● **Your objective**
Please state how many lines in the records below contain the string "beige", matching case exactly, and give only that number.

● **Stored rows**

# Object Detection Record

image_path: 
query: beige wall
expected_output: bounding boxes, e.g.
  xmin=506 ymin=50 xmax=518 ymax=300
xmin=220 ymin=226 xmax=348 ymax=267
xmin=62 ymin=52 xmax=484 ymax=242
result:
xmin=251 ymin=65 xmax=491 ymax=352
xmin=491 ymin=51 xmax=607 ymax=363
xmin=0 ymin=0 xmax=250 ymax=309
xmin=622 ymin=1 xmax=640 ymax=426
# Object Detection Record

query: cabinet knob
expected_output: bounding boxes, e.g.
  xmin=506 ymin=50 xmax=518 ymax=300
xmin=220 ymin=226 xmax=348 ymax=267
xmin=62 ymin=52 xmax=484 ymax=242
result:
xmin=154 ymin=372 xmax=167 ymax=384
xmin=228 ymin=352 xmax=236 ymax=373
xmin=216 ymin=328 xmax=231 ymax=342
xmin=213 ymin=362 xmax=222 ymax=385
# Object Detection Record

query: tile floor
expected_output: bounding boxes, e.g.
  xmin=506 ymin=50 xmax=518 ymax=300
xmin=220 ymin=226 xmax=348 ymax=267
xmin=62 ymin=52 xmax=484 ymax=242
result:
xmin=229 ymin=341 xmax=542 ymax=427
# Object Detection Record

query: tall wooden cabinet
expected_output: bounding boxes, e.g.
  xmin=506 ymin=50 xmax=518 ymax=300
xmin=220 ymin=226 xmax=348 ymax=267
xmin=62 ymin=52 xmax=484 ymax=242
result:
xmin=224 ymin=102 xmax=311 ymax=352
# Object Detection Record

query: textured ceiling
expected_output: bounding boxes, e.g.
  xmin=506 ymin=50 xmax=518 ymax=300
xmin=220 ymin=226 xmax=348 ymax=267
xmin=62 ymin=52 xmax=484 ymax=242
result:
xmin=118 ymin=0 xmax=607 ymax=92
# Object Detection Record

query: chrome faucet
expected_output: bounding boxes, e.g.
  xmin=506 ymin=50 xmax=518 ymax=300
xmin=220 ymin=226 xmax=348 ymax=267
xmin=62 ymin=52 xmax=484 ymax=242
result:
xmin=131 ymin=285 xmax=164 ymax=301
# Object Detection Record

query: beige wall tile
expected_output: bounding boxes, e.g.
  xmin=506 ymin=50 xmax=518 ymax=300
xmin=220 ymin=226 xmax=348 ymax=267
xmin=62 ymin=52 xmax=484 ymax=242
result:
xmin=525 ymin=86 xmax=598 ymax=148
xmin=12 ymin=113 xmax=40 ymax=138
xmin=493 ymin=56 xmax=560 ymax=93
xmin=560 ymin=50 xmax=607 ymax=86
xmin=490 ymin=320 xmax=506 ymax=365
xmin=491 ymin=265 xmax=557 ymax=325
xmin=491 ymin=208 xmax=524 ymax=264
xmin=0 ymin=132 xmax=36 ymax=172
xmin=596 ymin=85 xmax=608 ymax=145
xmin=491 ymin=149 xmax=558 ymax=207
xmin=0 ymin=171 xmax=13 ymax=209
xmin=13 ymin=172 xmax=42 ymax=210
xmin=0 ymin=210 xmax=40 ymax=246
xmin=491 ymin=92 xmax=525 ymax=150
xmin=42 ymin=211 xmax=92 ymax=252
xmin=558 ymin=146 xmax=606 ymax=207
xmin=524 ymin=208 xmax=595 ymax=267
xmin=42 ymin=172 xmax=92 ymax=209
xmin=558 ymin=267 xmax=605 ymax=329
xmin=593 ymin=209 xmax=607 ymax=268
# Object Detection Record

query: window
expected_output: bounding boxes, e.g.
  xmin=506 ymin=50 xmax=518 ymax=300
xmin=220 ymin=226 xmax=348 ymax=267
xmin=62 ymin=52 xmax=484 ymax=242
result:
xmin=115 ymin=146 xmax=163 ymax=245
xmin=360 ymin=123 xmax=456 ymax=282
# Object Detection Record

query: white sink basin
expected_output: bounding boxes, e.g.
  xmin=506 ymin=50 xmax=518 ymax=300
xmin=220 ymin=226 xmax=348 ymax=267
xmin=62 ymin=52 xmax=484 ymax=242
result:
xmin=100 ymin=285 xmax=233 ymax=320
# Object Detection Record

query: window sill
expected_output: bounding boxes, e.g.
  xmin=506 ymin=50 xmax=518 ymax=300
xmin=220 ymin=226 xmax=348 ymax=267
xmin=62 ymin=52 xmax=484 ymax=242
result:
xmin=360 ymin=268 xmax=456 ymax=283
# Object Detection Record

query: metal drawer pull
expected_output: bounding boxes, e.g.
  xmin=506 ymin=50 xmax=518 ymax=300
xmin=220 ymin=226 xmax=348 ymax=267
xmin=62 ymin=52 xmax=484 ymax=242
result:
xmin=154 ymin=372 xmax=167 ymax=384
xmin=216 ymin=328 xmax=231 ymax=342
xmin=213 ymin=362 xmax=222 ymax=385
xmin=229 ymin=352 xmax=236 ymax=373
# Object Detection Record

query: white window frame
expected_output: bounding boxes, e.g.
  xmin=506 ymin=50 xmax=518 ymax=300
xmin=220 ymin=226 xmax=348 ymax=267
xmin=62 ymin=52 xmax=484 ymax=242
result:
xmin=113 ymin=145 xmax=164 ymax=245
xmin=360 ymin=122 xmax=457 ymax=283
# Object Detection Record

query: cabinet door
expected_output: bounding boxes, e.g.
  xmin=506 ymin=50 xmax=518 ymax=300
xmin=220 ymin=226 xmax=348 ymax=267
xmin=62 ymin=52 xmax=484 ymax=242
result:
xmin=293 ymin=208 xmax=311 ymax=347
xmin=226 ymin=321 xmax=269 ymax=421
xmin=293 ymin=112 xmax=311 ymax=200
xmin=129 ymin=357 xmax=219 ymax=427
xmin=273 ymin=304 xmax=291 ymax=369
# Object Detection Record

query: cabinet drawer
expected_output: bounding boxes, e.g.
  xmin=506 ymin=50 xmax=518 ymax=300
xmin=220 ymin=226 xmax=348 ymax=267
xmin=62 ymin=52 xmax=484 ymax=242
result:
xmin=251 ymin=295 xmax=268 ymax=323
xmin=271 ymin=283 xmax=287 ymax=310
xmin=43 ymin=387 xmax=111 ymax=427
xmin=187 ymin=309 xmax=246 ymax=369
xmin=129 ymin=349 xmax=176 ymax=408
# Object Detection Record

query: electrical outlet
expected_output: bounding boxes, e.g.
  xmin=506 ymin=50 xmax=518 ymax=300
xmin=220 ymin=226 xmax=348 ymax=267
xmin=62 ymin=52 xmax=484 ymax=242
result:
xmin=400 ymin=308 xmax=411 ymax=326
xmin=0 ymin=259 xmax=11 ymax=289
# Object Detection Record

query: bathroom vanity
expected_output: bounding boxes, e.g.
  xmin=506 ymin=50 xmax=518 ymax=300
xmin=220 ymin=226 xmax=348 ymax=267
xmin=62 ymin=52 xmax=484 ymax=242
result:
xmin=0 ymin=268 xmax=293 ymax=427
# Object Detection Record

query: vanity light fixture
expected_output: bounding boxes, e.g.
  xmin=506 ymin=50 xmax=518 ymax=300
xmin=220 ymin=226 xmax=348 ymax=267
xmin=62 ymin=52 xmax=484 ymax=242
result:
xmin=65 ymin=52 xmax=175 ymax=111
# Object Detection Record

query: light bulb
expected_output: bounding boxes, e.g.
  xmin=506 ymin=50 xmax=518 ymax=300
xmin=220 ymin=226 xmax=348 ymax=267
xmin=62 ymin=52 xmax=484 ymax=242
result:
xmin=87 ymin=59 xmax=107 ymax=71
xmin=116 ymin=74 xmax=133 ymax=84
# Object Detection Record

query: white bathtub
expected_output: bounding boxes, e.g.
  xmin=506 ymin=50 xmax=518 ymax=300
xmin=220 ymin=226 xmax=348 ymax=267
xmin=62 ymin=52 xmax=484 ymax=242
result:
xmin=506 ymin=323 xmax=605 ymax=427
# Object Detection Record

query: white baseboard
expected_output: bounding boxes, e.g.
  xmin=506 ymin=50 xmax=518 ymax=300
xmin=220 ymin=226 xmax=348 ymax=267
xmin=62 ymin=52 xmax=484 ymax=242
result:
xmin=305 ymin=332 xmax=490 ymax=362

---

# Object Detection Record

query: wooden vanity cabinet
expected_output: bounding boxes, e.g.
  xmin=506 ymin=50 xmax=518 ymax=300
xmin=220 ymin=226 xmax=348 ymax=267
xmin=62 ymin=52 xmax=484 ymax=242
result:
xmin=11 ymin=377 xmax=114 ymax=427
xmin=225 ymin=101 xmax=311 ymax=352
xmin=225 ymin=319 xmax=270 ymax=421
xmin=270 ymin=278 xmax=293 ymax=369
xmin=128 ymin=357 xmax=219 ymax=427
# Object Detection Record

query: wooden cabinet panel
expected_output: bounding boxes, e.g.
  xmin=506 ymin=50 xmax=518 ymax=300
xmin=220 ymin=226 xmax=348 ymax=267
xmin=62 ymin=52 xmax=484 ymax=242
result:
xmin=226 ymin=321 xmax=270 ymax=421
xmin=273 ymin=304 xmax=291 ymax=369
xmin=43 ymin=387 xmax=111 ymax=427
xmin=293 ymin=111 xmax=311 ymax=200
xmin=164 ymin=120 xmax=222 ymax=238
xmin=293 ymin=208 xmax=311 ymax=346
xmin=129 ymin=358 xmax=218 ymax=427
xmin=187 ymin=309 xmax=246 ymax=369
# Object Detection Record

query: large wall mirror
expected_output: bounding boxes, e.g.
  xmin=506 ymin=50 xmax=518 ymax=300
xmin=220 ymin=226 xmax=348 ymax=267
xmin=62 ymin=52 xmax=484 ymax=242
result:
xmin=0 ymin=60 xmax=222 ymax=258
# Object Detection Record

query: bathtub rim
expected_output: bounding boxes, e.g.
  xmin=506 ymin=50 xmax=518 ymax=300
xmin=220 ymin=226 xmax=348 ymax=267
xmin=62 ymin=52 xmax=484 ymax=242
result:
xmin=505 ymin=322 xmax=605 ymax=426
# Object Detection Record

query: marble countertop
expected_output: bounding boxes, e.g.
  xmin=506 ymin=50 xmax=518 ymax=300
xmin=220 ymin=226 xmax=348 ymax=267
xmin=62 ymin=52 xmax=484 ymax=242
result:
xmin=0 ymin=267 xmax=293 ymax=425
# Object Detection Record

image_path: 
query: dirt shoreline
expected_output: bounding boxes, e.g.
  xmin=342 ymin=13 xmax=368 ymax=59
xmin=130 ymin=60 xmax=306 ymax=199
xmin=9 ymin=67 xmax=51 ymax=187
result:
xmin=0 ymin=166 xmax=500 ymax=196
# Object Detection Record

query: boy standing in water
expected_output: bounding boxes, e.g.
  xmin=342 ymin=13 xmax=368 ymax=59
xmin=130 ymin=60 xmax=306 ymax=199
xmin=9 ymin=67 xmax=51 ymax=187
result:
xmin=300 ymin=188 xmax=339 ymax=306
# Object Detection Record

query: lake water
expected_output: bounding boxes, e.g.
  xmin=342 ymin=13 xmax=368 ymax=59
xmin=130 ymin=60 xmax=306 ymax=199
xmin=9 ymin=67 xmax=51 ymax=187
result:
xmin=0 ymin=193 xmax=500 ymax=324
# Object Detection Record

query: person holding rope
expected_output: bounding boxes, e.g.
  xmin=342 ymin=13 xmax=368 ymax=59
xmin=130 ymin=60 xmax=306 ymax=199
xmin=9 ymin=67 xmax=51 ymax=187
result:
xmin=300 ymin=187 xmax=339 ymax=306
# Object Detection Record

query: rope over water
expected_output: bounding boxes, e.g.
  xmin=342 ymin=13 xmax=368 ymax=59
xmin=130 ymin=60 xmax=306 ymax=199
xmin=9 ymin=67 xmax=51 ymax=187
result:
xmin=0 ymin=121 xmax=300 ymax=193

---

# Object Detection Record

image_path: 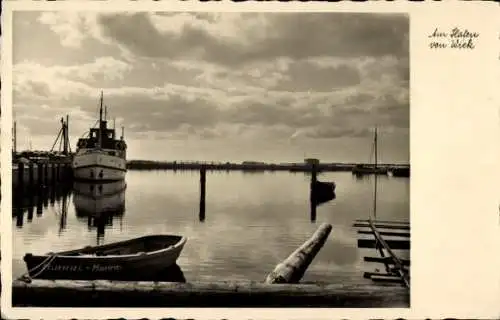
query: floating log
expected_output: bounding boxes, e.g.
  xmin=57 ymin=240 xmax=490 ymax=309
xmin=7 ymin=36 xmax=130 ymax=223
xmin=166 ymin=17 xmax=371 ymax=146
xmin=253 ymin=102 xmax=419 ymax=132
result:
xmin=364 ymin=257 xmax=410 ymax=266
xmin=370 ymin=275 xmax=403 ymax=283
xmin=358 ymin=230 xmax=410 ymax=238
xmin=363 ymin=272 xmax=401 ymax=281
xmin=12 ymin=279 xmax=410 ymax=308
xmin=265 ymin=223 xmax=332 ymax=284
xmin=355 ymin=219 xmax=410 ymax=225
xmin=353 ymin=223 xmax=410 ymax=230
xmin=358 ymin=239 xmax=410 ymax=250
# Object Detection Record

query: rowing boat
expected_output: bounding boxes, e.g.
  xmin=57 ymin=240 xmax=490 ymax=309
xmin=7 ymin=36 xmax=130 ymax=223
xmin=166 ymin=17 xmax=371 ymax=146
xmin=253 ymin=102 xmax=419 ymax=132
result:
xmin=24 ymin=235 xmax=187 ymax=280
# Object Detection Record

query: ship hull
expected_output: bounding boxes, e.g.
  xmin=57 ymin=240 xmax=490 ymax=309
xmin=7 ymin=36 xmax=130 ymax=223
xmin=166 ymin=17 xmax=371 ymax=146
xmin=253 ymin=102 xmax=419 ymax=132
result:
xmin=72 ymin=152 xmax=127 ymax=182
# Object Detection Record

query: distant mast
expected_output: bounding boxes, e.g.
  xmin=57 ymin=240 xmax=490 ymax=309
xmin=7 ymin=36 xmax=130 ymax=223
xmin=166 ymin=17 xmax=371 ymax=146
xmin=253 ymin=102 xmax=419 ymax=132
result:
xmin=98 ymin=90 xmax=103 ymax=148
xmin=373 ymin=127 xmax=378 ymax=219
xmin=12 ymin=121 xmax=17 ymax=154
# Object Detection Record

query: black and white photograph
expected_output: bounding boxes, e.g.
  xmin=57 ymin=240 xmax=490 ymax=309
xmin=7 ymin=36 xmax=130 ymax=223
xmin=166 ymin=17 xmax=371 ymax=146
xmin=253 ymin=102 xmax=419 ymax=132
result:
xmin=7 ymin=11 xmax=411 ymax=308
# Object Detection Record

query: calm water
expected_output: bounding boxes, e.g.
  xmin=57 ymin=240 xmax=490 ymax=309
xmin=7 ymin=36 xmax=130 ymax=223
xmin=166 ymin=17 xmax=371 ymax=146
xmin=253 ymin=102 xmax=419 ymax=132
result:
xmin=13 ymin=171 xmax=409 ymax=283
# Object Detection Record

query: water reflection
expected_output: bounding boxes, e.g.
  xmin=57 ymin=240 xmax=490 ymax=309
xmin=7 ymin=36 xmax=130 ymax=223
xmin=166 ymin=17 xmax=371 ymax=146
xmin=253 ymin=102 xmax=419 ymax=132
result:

● **Response**
2